INPUT ROWS:
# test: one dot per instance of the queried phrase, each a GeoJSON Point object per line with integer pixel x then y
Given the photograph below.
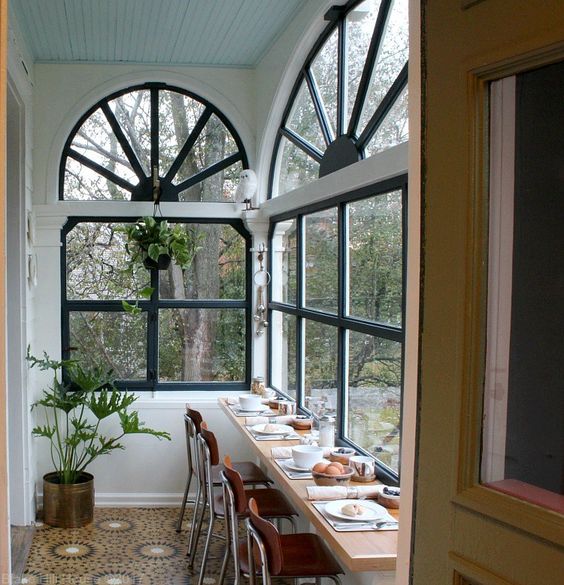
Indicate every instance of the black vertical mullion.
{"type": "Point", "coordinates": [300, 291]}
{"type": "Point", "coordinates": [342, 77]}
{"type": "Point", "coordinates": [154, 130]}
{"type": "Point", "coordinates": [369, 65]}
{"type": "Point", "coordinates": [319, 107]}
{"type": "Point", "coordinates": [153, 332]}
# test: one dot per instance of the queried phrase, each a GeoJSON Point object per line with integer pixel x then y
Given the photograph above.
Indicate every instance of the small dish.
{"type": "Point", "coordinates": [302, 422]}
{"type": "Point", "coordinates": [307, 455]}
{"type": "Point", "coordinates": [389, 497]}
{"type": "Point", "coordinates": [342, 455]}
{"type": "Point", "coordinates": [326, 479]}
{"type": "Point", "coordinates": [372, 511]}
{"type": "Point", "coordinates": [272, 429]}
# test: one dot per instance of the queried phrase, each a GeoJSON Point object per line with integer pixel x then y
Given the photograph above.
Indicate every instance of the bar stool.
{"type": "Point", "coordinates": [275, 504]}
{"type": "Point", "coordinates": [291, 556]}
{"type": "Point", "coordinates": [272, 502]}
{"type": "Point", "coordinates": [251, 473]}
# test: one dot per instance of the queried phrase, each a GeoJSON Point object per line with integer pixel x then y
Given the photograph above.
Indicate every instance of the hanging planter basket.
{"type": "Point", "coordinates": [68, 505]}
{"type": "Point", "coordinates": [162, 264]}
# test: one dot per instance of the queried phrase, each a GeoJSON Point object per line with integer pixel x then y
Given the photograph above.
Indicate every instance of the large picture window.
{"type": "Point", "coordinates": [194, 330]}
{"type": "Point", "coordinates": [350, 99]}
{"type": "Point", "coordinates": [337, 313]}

* * *

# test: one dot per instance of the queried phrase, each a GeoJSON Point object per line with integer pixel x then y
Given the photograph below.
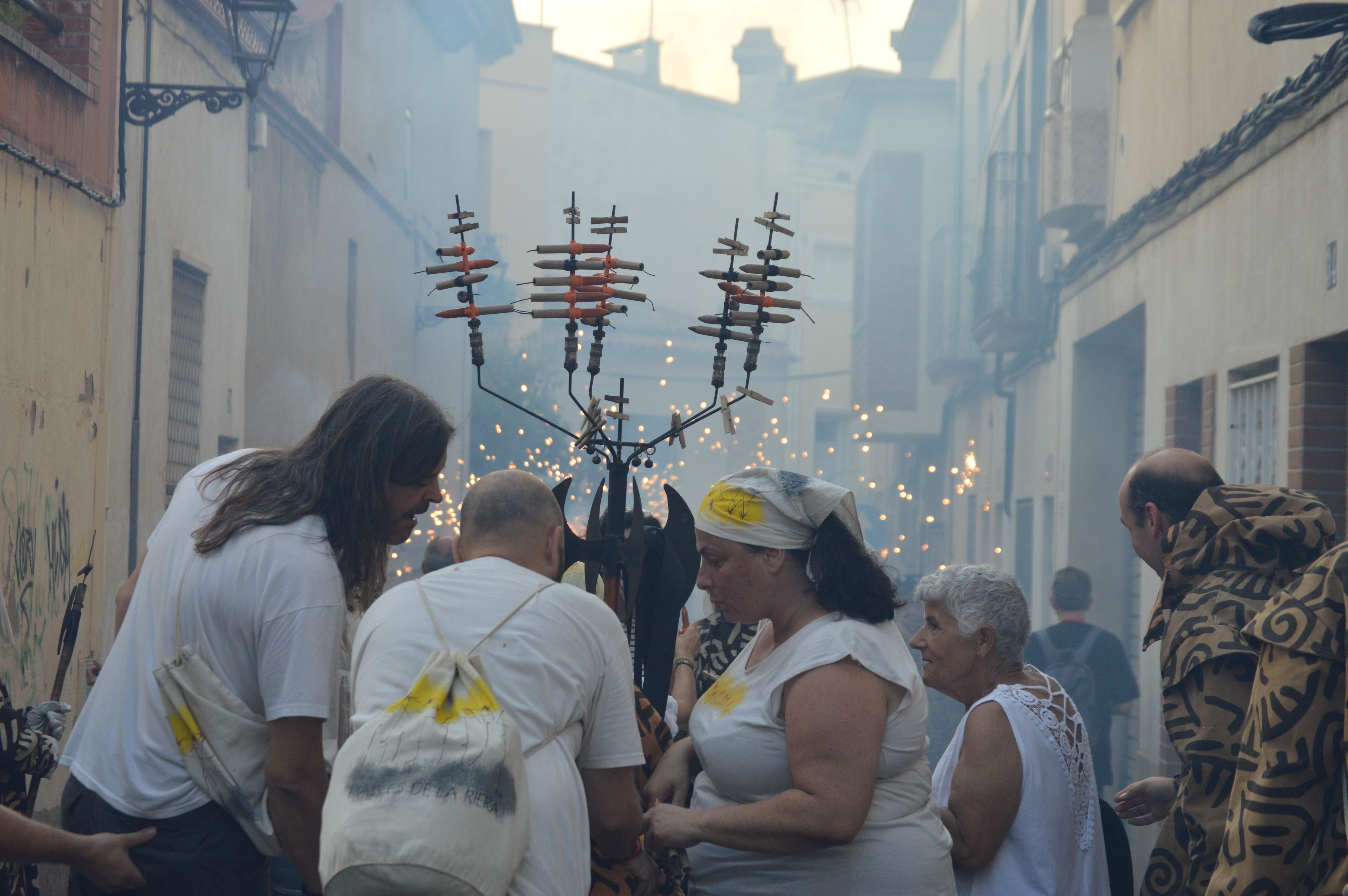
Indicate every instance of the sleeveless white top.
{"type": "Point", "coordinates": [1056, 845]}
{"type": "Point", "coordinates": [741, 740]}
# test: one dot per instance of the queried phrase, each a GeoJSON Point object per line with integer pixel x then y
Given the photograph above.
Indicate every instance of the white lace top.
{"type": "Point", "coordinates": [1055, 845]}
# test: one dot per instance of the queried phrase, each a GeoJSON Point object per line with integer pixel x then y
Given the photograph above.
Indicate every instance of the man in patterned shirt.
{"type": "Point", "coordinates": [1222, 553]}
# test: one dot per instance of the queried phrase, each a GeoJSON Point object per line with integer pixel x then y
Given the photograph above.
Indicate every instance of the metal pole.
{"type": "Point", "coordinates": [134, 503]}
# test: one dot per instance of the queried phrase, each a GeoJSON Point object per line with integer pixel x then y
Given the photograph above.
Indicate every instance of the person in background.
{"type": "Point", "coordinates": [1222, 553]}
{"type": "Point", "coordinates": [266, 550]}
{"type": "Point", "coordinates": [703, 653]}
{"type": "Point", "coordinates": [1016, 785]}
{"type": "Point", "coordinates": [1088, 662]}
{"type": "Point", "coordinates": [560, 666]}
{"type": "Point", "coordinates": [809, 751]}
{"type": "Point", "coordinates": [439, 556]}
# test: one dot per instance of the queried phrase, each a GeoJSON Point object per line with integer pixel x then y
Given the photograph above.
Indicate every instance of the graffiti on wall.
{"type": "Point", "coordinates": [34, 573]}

INSTRUCTIONS FOR THE TASK: Count the lines in the rows above that contain the string "white", treating uppercase and lowercase as different. Reply with the number only.

OUTPUT FOR THIS TASK: 2